» TEXT EXCERPT
--------

Further, the N–O moiety was used to install a trifluoromethyl group in the C2 position by means of a base-mediated reaction34 with the Ruppert–Prakash reagent. A regioselective conversion of 8-aryl-substituted quinoline N-oxides to the corresponding 2-chloroquinolines 3032 was accomplished by a reaction with thionyl chloride in 68–72% yields. Copper-catalyzed deoxygenative C2 arylation and alkylation10e of the N-oxide products was also effected by Grignard reagents in the presence of magnesium chloride. In addition, a reaction of the 8-arylquinaldine N-oxide 16 with acetic anhydride led to clean transposition of the oxy functionality to the α-carbon and afforded α-acetoxy-substituted quinaldine 33 in 94% yield.

--------

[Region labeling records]
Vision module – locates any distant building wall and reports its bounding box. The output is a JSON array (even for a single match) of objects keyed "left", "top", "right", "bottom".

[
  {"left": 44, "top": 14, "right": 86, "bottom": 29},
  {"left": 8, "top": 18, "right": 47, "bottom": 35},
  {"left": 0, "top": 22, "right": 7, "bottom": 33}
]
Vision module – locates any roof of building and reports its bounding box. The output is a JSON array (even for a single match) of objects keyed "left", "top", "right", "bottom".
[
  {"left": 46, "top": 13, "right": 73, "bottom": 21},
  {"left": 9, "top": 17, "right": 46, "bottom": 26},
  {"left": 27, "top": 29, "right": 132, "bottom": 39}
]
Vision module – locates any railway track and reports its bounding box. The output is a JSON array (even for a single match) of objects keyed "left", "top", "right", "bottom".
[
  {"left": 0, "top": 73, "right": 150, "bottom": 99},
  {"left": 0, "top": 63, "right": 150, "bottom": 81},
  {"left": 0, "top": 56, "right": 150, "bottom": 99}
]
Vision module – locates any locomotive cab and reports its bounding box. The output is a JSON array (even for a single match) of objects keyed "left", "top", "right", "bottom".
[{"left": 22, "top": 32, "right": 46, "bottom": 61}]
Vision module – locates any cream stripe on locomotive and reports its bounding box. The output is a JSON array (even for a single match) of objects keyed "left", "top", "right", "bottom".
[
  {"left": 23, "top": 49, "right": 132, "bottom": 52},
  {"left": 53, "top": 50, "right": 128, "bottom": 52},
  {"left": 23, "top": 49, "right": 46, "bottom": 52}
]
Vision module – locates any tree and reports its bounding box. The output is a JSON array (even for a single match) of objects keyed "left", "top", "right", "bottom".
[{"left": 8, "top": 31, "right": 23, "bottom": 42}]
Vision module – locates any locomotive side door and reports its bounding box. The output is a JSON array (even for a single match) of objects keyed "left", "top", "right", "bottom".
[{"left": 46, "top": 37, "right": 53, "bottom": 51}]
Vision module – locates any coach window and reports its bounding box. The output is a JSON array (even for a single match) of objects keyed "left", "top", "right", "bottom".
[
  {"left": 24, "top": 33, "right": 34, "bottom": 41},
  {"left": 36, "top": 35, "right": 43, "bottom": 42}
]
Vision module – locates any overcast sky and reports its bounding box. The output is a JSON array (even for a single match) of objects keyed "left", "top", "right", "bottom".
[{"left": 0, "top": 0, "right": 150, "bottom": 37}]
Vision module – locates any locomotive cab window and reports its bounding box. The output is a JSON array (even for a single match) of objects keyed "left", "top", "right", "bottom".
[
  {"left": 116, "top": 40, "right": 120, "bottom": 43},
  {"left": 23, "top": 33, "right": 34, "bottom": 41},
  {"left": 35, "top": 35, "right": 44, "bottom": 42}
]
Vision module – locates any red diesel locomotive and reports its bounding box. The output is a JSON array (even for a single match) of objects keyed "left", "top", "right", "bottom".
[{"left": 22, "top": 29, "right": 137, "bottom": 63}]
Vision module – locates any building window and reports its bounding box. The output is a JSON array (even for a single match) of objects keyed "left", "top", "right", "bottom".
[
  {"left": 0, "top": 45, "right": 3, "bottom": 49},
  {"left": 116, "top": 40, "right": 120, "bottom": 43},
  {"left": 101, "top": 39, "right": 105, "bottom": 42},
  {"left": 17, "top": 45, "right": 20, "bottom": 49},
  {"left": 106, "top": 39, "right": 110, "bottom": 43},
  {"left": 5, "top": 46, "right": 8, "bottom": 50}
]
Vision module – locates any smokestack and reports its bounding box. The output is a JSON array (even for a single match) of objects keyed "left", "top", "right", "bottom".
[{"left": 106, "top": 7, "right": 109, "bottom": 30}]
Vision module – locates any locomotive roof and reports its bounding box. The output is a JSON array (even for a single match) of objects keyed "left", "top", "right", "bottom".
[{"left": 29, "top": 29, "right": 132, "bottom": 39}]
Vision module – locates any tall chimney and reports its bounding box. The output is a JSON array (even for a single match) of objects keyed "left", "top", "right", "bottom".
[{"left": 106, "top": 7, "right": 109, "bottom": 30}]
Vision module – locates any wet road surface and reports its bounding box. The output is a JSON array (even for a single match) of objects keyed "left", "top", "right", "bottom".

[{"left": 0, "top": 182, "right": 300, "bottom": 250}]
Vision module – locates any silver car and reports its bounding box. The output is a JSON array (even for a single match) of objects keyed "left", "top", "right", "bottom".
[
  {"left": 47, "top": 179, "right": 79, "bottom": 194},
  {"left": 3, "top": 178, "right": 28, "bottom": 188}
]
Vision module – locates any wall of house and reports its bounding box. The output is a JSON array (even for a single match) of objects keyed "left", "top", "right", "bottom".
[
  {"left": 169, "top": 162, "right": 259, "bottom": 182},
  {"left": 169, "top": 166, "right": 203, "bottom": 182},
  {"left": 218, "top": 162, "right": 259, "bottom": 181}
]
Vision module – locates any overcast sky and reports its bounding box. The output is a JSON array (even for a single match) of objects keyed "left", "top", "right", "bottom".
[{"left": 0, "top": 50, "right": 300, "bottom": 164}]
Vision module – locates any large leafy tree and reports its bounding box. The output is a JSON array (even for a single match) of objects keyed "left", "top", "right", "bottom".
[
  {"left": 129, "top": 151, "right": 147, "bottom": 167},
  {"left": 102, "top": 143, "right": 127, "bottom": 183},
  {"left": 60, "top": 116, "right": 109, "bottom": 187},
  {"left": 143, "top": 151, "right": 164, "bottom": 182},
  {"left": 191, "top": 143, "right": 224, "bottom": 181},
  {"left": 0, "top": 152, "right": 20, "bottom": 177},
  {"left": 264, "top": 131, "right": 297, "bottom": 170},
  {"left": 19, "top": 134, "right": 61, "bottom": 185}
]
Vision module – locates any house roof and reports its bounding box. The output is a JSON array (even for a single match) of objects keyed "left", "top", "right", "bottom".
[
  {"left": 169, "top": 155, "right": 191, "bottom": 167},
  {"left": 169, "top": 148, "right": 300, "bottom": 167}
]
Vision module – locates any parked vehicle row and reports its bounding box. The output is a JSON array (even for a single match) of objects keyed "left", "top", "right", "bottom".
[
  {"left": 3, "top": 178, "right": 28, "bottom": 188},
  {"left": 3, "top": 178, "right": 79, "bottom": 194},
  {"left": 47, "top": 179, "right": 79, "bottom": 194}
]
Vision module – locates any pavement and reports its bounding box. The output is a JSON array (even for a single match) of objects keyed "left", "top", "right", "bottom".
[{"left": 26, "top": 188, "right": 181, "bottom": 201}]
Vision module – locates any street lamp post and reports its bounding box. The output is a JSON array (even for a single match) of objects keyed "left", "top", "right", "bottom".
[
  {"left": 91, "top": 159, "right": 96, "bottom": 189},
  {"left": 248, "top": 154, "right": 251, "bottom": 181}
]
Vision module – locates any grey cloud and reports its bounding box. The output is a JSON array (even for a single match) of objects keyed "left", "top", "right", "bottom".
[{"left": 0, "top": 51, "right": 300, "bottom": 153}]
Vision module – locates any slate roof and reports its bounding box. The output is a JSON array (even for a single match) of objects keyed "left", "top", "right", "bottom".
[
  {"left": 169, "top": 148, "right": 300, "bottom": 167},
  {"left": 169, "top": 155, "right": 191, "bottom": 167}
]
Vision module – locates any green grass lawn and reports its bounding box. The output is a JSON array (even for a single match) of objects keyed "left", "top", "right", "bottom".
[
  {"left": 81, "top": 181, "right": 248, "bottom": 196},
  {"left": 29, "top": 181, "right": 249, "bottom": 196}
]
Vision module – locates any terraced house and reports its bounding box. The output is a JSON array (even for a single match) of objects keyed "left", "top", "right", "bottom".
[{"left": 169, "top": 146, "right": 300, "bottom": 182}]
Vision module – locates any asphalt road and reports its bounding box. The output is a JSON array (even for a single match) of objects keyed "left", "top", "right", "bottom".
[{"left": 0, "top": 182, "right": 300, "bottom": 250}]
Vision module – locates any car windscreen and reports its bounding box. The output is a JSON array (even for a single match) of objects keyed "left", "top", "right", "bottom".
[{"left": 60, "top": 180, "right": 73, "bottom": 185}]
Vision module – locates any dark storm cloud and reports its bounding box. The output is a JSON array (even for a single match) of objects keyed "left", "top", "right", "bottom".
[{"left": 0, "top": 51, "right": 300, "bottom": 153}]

--------

» EXERCISE
In the text on quinoline N-oxide chemistry, which reagent turned 8-aryl-substituted quinoline N-oxides into the corresponding 2-chloroquinolines?

» EXERCISE RESULT
Thionyl chloride.